-- Material provided follows --

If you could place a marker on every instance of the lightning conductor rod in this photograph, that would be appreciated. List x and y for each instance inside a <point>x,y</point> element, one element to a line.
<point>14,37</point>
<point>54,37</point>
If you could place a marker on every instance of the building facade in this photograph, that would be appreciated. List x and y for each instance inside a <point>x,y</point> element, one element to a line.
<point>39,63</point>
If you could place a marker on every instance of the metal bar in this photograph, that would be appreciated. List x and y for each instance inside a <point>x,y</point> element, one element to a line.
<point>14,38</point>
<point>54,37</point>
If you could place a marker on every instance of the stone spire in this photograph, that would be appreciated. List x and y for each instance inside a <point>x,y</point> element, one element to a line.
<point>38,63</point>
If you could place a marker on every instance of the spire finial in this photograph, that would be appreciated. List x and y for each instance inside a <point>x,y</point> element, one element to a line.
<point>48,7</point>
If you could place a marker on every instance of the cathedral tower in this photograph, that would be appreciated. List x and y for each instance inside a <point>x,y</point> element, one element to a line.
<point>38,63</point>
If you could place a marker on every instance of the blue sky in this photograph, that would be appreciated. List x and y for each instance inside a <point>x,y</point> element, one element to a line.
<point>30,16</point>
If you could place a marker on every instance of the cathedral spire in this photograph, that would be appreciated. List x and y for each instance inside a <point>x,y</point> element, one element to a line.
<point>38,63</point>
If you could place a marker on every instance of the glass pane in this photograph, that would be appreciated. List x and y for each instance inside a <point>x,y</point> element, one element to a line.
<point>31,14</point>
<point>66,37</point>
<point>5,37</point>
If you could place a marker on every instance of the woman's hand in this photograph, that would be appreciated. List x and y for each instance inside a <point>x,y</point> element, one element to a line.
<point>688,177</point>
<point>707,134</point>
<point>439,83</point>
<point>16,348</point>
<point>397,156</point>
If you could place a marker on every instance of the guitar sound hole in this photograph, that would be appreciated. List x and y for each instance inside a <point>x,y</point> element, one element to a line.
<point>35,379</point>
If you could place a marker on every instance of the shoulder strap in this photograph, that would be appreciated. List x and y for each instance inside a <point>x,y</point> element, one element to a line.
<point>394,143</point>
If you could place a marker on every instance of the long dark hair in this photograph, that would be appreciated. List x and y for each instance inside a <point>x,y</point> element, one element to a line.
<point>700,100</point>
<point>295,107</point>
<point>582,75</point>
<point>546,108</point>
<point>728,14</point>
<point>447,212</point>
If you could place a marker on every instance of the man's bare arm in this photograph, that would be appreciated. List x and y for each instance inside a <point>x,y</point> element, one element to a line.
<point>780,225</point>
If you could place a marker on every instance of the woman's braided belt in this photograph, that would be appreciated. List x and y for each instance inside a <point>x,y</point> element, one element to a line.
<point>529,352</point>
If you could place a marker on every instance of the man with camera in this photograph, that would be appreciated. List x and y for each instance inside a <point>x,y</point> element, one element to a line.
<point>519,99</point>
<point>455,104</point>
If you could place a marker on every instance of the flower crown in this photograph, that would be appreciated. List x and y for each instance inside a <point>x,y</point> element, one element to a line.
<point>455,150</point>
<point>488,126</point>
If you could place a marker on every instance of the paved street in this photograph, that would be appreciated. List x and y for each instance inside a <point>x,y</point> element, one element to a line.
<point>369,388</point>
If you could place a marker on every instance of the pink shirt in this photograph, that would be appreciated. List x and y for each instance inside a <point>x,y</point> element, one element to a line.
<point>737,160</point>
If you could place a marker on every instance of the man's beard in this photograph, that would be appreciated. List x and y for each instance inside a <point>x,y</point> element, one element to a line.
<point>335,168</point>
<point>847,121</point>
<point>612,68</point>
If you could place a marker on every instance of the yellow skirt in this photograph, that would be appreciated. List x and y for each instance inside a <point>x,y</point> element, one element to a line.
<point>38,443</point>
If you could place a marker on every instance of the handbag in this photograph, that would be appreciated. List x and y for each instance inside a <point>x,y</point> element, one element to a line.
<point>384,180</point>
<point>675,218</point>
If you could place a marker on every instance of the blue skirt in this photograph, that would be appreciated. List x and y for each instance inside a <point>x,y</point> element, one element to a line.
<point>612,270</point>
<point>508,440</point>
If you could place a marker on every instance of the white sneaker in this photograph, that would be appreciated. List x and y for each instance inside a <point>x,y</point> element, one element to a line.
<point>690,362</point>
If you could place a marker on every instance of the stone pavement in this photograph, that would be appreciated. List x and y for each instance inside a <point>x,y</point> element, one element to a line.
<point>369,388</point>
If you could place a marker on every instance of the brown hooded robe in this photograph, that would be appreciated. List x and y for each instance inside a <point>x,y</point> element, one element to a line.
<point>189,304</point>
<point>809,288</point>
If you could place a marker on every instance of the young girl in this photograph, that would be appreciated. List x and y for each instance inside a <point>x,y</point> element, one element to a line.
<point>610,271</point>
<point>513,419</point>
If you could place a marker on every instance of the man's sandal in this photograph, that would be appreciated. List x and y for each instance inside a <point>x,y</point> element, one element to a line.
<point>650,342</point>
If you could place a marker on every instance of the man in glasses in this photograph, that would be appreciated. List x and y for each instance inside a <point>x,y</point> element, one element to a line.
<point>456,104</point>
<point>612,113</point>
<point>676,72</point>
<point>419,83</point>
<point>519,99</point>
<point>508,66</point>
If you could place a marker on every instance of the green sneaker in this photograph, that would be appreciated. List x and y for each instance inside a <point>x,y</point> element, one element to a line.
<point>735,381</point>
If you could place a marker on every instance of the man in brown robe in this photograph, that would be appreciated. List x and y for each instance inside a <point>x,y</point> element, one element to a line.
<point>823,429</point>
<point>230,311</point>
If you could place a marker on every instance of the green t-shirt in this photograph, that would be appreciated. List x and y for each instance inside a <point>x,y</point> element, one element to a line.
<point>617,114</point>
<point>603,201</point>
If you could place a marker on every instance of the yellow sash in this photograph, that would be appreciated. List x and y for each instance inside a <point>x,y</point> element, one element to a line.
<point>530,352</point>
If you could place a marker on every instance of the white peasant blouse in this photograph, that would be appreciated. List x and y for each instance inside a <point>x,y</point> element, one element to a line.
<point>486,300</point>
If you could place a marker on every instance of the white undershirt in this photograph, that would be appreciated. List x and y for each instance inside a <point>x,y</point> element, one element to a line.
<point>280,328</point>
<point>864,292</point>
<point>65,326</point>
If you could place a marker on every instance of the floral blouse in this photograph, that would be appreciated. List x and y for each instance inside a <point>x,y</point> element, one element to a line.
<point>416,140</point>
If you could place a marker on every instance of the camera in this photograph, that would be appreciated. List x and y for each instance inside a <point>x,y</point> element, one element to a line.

-- Material provided concluded --

(Goal of the exercise) Each entry above must be set down again without alteration.

(Response box)
If you could place a marker on every instance of the lightning conductor rod in this photograph, that would be appreciated. List x and y for each instance inside a <point>x,y</point> element, one element to a line.
<point>14,37</point>
<point>54,37</point>
If you could place a marker on every instance of the building facade in this photograph, that would be appreciated. List x and y for each instance inside a <point>x,y</point> element, one element to a line.
<point>39,63</point>
If you could place a marker on every instance of the metal bar in this photograph, that would be appreciated. List x and y for each instance inside a <point>x,y</point> element, one element to a line.
<point>14,38</point>
<point>54,37</point>
If you could place a marker on every instance of the stone spire in this photograph, that would be appreciated. List x and y for each instance inside a <point>x,y</point> element, one element to a line.
<point>38,63</point>
If you could place a marker on every instance of the spire finial in this photograph, that would be appreciated. List x and y for each instance inside a <point>x,y</point> element, one element to a line.
<point>48,7</point>
If you could place a marker on every instance of the cathedral tower in this photograph, that would be appreciated. List x and y for each instance inside a <point>x,y</point> element, one element to a line.
<point>38,63</point>
If you could place a marker on every instance of the blue sky in this photograph, that would be appreciated. List x and y for each instance inside a <point>x,y</point> element, one element to a line.
<point>30,16</point>
If you could place a marker on every instance of the cathedral spire in this photograph, that would be appreciated. List x and y for each instance inside a <point>x,y</point> element, one element to a line.
<point>38,63</point>
If you could place a marker on every instance of the glass pane in this photograph, that would be appreciated. List x and y for each instance inside a <point>x,y</point> element, one element to a line.
<point>31,14</point>
<point>66,37</point>
<point>5,37</point>
If you could place a marker on every instance of the woman's hand in this photograph, that would be appreciated. List x and y for each instance inside a <point>x,y</point> element, one element to a line.
<point>688,177</point>
<point>707,134</point>
<point>439,83</point>
<point>16,348</point>
<point>397,156</point>
If you could place a marker on every instance of the guitar sound hole in this photograph, that would be appreciated. List x and y for each instance inside a <point>x,y</point> element, one element to a line.
<point>35,379</point>
If you could place a marker on every instance of the shoulder strap in this photograph, that would be appreciated. List x and y for each instance inside a <point>x,y</point> element, one element to a line.
<point>394,143</point>
If you could place a marker on every instance of the long dark hair in this photograph, that would be appreciated. List x and y for each instance inside a <point>x,y</point> element, one element to a line.
<point>700,100</point>
<point>295,107</point>
<point>582,75</point>
<point>546,108</point>
<point>728,14</point>
<point>447,212</point>
If you could place a marker on every instance of the man's bare arm in this photograph, that would be appreciated. List x and y for each instance inside a <point>x,y</point> element, one element to a line.
<point>780,225</point>
If you could place a marker on every instance of the woman's braided belt in this photograph, that would be appreciated. List x and y for each instance inside a <point>x,y</point> element, one element to a line.
<point>529,352</point>
If you could place a marker on every instance of the man with camera in this photograph, that would be appreciated. List x and y for each instance inside a <point>x,y</point> element, one element to a line.
<point>519,99</point>
<point>455,104</point>
If you could place a marker on every instance of the flower crown in this photograph, that would be appreciated. List x and y for each instance inside a <point>x,y</point> element, one element to a line.
<point>455,150</point>
<point>488,126</point>
If you could place a marker on every instance of the paved street in this photograph, that would be appreciated. List x and y for each instance inside a <point>x,y</point> element, one element to a line.
<point>369,388</point>
If you could place a marker on every instance of the pink shirt in this photograph, that would be appreciated. List x and y for each instance inside a <point>x,y</point> element, one element to a line.
<point>737,160</point>
If you could place a marker on every instance of the man's beard in this photograph, that would be appreciated. List x and y for each instance inside a <point>x,y</point> element, one element to a line.
<point>335,168</point>
<point>847,121</point>
<point>612,68</point>
If you could place a marker on every instance of the yellow skirt in this photograph, that would be appreciated. List x and y for each instance inside a <point>x,y</point> element, one element to a line.
<point>38,443</point>
If you could place a marker on every instance of the handbag in this photograph, that would be appreciated. List x and y for each instance inside a <point>x,y</point> element, one element to a line.
<point>384,180</point>
<point>675,218</point>
If you could place a marker on every instance of the blue skirt in this photograph, that would be appreciated. List x and y for each instance inside a <point>x,y</point> element, one element to a line.
<point>612,270</point>
<point>508,440</point>
If you could place a marker on every instance of the white sneaker in this photograph, that would be appreciated. List x and y for each instance inside a <point>x,y</point> element, one element to a line.
<point>690,362</point>
If you could place a marker on every instance of the stone pavement in this photograph, that would be appreciated. List x and y for each instance inside a <point>x,y</point> element, one element to a line.
<point>369,388</point>
If you could place a marker on every instance of the brown hooded robe in this photograph, that would be appreciated. List x and y for each instance inside a <point>x,y</point> element, one element to a line.
<point>189,304</point>
<point>809,288</point>
If you could place a marker on every instance of the young girl in this photograph, that would be appreciated. List x and y for each instance inside a <point>x,y</point> element, one element to a line.
<point>610,271</point>
<point>513,419</point>
If you could place a marker on every instance of the man's sandal in this photograph, that would be appreciated. List x and y for each instance inside a <point>x,y</point> element, one element to a line.
<point>650,342</point>
If you could place a marker on every instance of the man in glasses in this photograph, that would be appreciated. List x and y for each instance inside a <point>x,y</point> element, one element to a line.
<point>456,104</point>
<point>612,113</point>
<point>676,72</point>
<point>419,83</point>
<point>519,99</point>
<point>508,66</point>
If you could place a marker on every instance of the green sneaker in this photograph, that would be appreciated. List x and y for each instance inside a <point>x,y</point> element, one element to a line.
<point>735,381</point>
If you could place a marker on every instance of the man in brown robe in this photograph, that would be appreciated. List x and y for each instance inside a <point>x,y</point> element, one element to a line.
<point>823,429</point>
<point>230,311</point>
If you could place a marker on every instance of the green t-shirt in this photograph, that would be appreciated. List x and y for each instance inside a <point>x,y</point> element, one element to a line.
<point>617,114</point>
<point>603,201</point>
If you could place a marker on every instance of the yellow sash in this photograph, that would be appreciated. List x and y for each instance inside a <point>x,y</point> element, one element to a line.
<point>530,352</point>
If you could place a marker on every instance of the white peasant blouse in this photograph, that would be appreciated. List x and y for each instance inside a <point>x,y</point> element, one element to a line.
<point>486,300</point>
If you could place a marker on every instance of the white undershirt in this photograph, that would be appreciated. List x and y for each instance inside a <point>x,y</point> element, one element to a line.
<point>280,328</point>
<point>864,292</point>
<point>65,326</point>
If you could place a marker on every instance of the floral blouse in this photograph, that would be appreciated. List x and y for each instance inside a <point>x,y</point> element, one element to a line.
<point>416,140</point>
If you could place a marker on every instance of the camera in this photograph, that would be appreciated. List x and y for each instance inside a <point>x,y</point> element, one element to a line.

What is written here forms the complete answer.